State how many lines in the rows below contain the word "tree". Give only the number.

**DATASET EXCERPTS**.
┌──
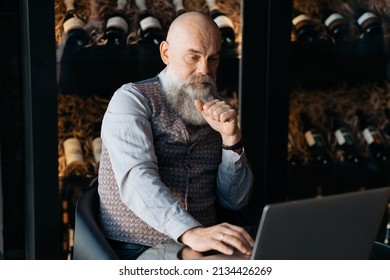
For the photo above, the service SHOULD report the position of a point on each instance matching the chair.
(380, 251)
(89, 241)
└──
┌──
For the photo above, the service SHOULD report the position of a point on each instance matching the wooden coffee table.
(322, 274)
└──
┌──
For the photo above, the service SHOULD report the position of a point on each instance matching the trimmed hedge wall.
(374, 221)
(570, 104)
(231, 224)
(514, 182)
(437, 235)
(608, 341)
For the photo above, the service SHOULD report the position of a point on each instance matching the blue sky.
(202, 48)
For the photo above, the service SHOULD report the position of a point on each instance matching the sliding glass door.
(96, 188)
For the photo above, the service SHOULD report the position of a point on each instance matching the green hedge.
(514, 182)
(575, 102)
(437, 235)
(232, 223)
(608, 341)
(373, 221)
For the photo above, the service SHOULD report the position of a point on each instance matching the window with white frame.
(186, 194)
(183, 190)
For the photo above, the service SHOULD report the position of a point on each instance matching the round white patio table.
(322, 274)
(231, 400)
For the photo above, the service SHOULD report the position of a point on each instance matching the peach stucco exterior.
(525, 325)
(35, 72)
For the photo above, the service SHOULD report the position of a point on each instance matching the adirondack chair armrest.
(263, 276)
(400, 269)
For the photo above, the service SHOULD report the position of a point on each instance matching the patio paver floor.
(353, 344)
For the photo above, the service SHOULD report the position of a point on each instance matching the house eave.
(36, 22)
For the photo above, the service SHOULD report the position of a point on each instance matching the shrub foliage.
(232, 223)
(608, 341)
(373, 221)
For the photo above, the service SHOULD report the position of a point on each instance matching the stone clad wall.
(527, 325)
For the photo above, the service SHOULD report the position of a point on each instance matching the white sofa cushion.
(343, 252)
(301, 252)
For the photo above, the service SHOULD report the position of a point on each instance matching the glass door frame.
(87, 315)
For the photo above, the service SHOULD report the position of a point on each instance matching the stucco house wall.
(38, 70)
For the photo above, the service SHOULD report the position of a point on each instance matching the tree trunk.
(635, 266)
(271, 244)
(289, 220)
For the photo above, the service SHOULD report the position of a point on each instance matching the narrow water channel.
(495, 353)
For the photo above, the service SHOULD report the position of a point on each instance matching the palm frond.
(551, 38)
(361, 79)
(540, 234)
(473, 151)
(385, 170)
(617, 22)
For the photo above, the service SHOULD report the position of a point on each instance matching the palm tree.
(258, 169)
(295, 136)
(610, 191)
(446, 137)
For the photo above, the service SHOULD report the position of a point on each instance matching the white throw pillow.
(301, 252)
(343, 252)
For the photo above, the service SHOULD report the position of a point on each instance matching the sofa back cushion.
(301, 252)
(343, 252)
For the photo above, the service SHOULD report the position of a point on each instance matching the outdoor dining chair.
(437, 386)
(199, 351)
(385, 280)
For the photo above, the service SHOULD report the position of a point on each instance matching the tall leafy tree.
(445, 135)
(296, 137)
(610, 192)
└──
**PROBLEM SOLUTION**. 3